Фрагмент документа =
Выбрать главу

Салават выполнял общий тактический замысел пугачёвского штаба — попытаться как можно больше растянуть карательный корпус, расчленить его, а затем атаковать с разных сторон. И в самом деле, Иван Иванович едва не попался. Спасло его то, что половина посланных в погоню за башкирами кавалеристов, упёршись в болото, повернула обратно. Как раз в это время Михельсон получил известие, что «три превеликие толпы» атакуют его обоз, а ещё тысяча человек обрушилась на пехоту. Подполковник устремился на помощь. Салават со своей стороны успел подкрепить Пугачёва. Бой получился по-настоящему жаркий и весьма продолжительный, ибо в нём приняла участие и повстанческая артиллерия. Когда атаки пугачёвцев были отбиты, они отступили к горам, привели себя в порядок, перестроились и вновь попробовали наступать. Однако на этот раз по зрелом размышлении ограничились демонстрацией. Результат сражения обе стороны оценили по-разному, каждая, естественно, в свою пользу. Впрочем, «царь» проявил определённую объективность, заявив, что ни он не одолел Михельсона, ни Михельсон его не разбил. Только Салават Юлаев в письме подчинённым ему командирам выразился излишне резко, заявив, что многие из гусар были убиты, а другие бежали. Михельсон действительно понёс значительные потери — 23 человека было убито и 16 ранено, причём польский хорунжий Врублевский получил семь ран пиками и стрелами.

Салават Юлаев, кумир башкирских егетов, их лучший батыр и поэт-импровизатор, даже посвятил этому бою в долине реки Ай стихи (по крайней мере, так считает автор), названные «Песнь башкира после сражения». Были там, например, такие строки:

Мы в поле бранном отличились; Любовью к родине горя, Для славы в прошлый день трудились! За честь, за веру, за царя Всей грудью постоять умели; Разя злодеев, не робели!.. Друзья! хвала вам: целый мир Узнает, сколь могущ башкир!..
Перевод Кудряшова.

Через день в горах произошла новая схватка повстанцев с Михельсоном, после чего тот вынужден был дать отдых своему потрёпанному и очень утомлённому отряду, а Пугачёв, Салават, Белобородов и прочие повстанческие командиры двинулись к западным границам Башкирии, на Каму...

Записи =
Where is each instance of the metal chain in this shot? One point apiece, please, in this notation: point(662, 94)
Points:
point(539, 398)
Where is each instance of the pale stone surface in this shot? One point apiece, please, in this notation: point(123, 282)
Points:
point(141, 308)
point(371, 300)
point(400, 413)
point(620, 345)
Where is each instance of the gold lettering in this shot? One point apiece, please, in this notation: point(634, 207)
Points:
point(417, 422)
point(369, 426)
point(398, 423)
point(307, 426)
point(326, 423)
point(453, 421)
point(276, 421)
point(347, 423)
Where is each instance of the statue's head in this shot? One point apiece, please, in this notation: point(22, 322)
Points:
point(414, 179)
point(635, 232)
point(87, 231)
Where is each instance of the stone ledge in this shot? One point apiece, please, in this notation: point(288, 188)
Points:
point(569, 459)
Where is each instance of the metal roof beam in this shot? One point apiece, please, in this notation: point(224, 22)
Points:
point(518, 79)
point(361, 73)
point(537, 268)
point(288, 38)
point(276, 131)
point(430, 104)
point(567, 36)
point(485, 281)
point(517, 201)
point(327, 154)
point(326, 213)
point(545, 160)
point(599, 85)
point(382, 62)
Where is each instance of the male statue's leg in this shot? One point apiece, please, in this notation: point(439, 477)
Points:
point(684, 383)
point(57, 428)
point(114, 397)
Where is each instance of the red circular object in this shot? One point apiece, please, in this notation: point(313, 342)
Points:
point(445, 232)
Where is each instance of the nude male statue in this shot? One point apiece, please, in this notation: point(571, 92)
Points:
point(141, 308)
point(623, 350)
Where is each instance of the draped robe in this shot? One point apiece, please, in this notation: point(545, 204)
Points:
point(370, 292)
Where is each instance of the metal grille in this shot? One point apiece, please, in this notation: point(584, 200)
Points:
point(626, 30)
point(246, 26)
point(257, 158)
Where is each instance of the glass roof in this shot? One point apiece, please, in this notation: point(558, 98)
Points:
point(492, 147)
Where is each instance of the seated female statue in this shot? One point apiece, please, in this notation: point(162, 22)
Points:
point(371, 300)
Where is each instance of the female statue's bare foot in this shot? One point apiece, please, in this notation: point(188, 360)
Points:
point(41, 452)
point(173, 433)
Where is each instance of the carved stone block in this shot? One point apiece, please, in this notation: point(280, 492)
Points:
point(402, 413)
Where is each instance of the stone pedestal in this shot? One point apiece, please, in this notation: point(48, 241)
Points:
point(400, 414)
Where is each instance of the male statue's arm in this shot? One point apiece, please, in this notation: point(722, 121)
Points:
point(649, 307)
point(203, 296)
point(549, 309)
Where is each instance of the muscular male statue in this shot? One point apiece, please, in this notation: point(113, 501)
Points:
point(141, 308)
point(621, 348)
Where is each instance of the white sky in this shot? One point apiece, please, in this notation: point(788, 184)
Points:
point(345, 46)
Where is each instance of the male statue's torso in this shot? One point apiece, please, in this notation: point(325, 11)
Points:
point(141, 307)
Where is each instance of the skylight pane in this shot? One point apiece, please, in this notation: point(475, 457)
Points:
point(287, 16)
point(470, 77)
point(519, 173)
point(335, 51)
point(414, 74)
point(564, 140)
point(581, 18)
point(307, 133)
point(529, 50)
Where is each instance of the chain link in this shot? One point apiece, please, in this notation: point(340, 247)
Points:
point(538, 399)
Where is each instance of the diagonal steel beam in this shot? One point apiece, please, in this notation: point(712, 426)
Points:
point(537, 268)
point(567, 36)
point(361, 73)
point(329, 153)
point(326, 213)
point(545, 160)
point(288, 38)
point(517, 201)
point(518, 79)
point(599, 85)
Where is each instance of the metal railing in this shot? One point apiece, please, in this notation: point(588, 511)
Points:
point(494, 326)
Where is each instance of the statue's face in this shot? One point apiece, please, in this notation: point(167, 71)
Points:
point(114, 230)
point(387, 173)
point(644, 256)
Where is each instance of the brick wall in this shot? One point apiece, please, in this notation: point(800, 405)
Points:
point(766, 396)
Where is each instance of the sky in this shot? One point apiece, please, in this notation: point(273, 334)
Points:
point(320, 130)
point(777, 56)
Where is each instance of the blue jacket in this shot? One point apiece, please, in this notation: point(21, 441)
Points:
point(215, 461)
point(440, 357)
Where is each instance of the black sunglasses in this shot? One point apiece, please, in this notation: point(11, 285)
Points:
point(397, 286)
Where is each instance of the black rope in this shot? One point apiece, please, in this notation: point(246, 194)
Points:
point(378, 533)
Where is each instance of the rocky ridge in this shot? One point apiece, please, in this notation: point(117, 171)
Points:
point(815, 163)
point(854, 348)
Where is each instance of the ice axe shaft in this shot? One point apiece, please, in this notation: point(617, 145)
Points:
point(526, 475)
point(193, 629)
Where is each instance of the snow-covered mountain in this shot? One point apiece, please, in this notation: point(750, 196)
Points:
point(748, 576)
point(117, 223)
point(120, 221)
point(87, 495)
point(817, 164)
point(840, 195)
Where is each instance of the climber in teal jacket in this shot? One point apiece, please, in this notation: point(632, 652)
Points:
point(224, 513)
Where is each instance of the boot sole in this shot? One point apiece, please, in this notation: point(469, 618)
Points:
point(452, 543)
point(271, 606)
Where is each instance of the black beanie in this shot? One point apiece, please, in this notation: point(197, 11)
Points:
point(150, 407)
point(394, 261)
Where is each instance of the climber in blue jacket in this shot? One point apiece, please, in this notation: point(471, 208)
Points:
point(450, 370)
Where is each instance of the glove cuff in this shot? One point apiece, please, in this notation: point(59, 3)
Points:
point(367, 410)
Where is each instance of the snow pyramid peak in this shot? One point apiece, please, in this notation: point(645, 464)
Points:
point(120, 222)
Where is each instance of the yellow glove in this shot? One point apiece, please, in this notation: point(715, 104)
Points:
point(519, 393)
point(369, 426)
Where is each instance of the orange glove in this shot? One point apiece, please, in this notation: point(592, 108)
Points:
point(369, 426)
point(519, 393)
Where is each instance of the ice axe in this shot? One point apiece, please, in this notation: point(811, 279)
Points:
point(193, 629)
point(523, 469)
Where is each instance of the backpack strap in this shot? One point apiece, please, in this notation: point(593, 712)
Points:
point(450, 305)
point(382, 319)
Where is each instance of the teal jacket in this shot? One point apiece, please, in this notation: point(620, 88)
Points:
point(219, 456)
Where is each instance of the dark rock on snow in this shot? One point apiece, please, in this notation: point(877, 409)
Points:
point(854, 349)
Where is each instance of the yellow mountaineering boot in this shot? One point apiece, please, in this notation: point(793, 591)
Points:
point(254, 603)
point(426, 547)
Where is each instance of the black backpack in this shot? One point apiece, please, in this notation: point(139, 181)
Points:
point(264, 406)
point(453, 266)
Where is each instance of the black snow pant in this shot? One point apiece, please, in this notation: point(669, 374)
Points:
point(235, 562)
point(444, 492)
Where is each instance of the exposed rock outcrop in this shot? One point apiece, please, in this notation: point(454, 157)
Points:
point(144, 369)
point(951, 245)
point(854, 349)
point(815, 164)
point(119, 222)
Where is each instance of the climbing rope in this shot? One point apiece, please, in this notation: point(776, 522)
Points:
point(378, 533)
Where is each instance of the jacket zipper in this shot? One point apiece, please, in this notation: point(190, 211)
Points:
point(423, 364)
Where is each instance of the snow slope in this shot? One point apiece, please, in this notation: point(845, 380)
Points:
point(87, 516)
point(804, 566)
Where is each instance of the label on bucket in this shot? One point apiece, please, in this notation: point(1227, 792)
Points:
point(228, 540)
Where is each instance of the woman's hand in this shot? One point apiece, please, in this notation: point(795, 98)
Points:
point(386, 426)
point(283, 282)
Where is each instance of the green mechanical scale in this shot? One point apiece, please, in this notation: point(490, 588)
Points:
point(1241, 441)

Перечень заданий =
(a) Каковы потери отряда Михельсона, согласно фрагменту о бое с Михельсоном?
(b) Перепишите дословно из фрагмента о бое с Михельсоном участок от слов «Мы в поле бранном» до слов «Башкирии, на Каму...» включительно.
Записи получены из иного источника, не связанного с приведенным фрагментом.

Полученные результаты =
(a) У Михельсона было убито 23 человека и ранено 16.

(b)
Мы в поле бранном отличились; Любовью к родине горя, Для славы в прошлый день трудились! За честь, за веру, за царя Всей грудью постоять умели; Разя злодеев, не робели!.. Друзья! хвала вам: целый мир Узнает, сколь могущ башкир!..
Перевод Кудряшова.

Через день в горах произошла новая схватка повстанцев с Михельсоном, после чего тот вынужден был дать отдых своему потрёпанному и очень утомлённому отряду, а Пугачёв, Салават, Белобородов и прочие повстанческие командиры двинулись к западным границам Башкирии, на Каму...